▶ _Work to be completed_
Every line of the data below must be given again exactly.

▶ _Data listing_

##########

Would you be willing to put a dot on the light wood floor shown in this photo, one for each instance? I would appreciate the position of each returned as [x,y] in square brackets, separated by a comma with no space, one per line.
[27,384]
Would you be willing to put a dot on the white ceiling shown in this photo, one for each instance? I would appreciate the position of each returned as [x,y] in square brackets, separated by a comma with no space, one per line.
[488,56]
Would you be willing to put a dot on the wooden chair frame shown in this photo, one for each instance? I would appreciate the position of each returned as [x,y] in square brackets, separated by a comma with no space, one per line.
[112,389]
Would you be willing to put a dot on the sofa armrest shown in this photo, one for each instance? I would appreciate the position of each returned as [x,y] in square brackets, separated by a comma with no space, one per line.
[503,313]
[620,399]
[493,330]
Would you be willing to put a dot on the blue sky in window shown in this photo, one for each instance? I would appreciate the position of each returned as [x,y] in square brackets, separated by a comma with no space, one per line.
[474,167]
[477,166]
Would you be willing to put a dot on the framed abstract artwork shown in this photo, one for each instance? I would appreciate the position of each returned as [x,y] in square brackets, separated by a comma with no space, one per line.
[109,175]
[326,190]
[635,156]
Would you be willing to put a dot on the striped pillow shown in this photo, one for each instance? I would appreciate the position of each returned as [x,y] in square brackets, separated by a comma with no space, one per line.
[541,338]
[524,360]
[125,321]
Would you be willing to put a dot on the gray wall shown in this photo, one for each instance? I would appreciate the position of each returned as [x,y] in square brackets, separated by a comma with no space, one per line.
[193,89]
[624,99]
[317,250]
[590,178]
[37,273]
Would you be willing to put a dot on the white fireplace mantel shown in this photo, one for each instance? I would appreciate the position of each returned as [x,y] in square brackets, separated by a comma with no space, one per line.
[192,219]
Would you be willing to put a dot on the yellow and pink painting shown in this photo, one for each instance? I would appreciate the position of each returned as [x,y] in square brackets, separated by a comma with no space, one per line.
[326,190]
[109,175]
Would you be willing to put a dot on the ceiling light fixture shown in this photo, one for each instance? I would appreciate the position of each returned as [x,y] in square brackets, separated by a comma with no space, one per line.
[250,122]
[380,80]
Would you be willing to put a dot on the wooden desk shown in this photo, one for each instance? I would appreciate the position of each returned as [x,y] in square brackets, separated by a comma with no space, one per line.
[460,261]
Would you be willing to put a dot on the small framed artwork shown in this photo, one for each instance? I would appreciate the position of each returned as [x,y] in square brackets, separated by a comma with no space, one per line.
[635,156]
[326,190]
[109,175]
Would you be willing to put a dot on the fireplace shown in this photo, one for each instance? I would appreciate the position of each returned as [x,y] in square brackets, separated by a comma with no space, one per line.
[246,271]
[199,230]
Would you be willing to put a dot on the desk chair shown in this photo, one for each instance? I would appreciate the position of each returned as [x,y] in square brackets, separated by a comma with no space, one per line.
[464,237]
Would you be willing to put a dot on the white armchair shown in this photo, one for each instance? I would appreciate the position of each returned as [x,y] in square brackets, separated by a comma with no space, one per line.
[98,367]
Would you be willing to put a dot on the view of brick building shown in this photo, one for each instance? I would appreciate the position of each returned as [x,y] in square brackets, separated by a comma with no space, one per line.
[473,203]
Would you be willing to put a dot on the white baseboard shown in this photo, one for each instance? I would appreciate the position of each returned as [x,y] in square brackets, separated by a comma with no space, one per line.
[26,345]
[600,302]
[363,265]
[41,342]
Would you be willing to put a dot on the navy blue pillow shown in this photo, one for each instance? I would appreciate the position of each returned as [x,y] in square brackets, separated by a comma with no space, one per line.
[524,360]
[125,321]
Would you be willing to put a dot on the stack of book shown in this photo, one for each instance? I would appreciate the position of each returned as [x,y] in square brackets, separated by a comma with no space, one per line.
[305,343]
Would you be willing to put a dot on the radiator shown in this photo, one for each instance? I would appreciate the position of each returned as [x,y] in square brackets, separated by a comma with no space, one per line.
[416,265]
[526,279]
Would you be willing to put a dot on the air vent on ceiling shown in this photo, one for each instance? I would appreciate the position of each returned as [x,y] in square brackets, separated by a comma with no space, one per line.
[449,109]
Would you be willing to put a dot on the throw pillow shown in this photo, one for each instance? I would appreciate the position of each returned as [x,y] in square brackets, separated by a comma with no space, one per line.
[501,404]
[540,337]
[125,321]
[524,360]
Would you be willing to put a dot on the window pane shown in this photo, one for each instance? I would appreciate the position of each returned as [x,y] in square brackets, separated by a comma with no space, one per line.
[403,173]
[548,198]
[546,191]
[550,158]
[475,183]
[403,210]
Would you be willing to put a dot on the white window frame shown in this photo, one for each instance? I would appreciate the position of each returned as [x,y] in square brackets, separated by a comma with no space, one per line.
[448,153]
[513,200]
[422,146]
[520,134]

##########

▶ _Task output_
Would you be willing to put a dot on the light wood floor shown in this photo, one for each instance? I would appreciate the position of each returned as [x,y] in square brackets, separated by a comma with no space, one per line.
[27,384]
Would you be willing to put a dot on the white ceiling shown in this photo, one for each instance? I would appreciate the position of each returned as [x,y] in square brackets, separated by a comma with no space, one per line.
[488,56]
Would you be willing to put a dot on the wooden chair frame shown in this photo, one for each instance? I would appreciate the position of each returned as [x,y] in square brackets, separated by a comma with no space, one per line.
[112,389]
Would you be willing to put a dot on the sofa armrest shown in this photo, one for each instance? I would appreciate the position of each returned as [x,y] in square brackets, separated by a comma with no space, one per line.
[503,313]
[620,399]
[493,330]
Would you be willing to put a dot on the blue sky in window shown in this photo, one for each instance? I would appreciate the position of each returned as [x,y] in square brackets, separated by a comma with no space, one per line.
[474,167]
[477,166]
Would you be willing to put a dot on the framed abstract artwork shown in this photo, one for each instance? I would appreciate the position of each returned as [x,y] in square brackets, separated by a comma with no space, one per line.
[109,175]
[326,190]
[635,156]
Would you be willing to put a dot on the striped pillow shown in this photo, one for each instance? I would appreciate the position of each returned as [x,y] in square brackets, separated by a comma with no space, one per line.
[541,338]
[524,360]
[125,321]
Would you be willing to put a dot on the gray wall shown in this photo, one for each instance? I would appreciate the position of each returned as [x,y] in square brackets, separated by a comma with no space, one per line.
[193,89]
[624,99]
[317,250]
[590,178]
[37,273]
Would you be willing to put a dot on the white fireplace mantel shown in this photo, one for each instance? I would appreciate the position of each returned as [x,y] in square brackets, separated by a comma with no space, one per line.
[192,219]
Would you be willing to put a dot on the yellow and pink painting shown in this photo, one for each instance? I would appreciate the position of each returned as [x,y] in square brackets, separated by a comma with no space, one per line.
[326,190]
[109,175]
Would you be willing to put a dot on the ceiling light fixture shown in this photo, one for each instance? I would appreciate the position of each returned as [x,y] in square brackets, separated by a comma with no space, one per line.
[250,122]
[380,80]
Would you be willing to put a dot on the wooden desk shown in this photo, one for each instance? I would appreciate the position of each returned as [x,y] in square brackets, separated by a comma with no space, one per line.
[460,261]
Would you be willing to put a dot on the small framed artwork shown in this photo, one for each instance? I would appreciate the position of each returned as [x,y] in square brackets, separated by a comma with no space, one per line.
[635,156]
[326,190]
[109,175]
Would you be willing to put a dot on the fireplace shown in this photo, one for each instance? I would appreciate the position of each returned as [x,y] in square brackets, separated by a comma with no space, one per line.
[246,271]
[199,230]
Would you be willing to put a dot on the desk chair shown in this photo, one for each instance? I would appreciate the position of each returned as [x,y] in square brackets, separated by a comma with no space, one per line.
[464,237]
Would you be willing to put a dot on the white armchair shown in this photo, one for each instance? I would appreciate the position of each returned as [x,y] in square brackets, separated by a comma with no space, one per line.
[98,367]
Would you be willing to put a dot on the view of brick building shown in this photo, one for each instance? I would appreciate the position of each returned as [x,y] in square brackets, separated by a comma with no space, one per line.
[473,203]
Would you be willing to put a dot on the white baseboard shown in this photo, one for each instance? I would appreciate the position of each returned as [x,y] in square brackets, separated by a comma with no space, one per line.
[26,345]
[600,302]
[363,265]
[41,342]
Would you be willing to put a dot on the navy blue pillow shown in this photo, one for each instance? I would appreciate the position of each returned as [x,y] in square brackets, separated by a comma with no space, one per line.
[524,360]
[125,321]
Would you be willing to put a dot on the stack of book shown in this photo, one for each instance? I would appreciate the position of each returned as [x,y] in square brackets, separated by a comma with no space, one per line.
[305,343]
Would you be willing to put a dot on the radiator shown in this photo, one for each instance? I would appreciate the position of each returned as [x,y] in square brackets, separated by a comma with no space, one per line.
[416,265]
[526,279]
Would you be willing to put a dot on the air vent on ceiling shown in this photo, one for each instance? I would appreciate the position of each returned as [x,y] in square brackets, separated by a comma with no space, one per line.
[449,109]
Would you be willing to put a dot on the throw pillow shown in this photo, one for each instance? I would appreciate the position of each returned as [x,y] in square brackets, separated by a comma with no space, one per line.
[501,404]
[540,337]
[125,321]
[524,360]
Would you be willing to put a dot on the window pane shown in this photo, one for each instance? I would appreciate the position of each returned as [x,y] in square brackets, separated by a comma with no space, one per line.
[403,173]
[548,198]
[546,191]
[550,158]
[475,183]
[403,210]
Would you be willing to put a dot on the white window frame shown in this photo, one for each instance? I would appreciate the position of each returned as [x,y] in square brackets, separated by a comma with no space, one per line.
[448,153]
[513,200]
[422,146]
[520,134]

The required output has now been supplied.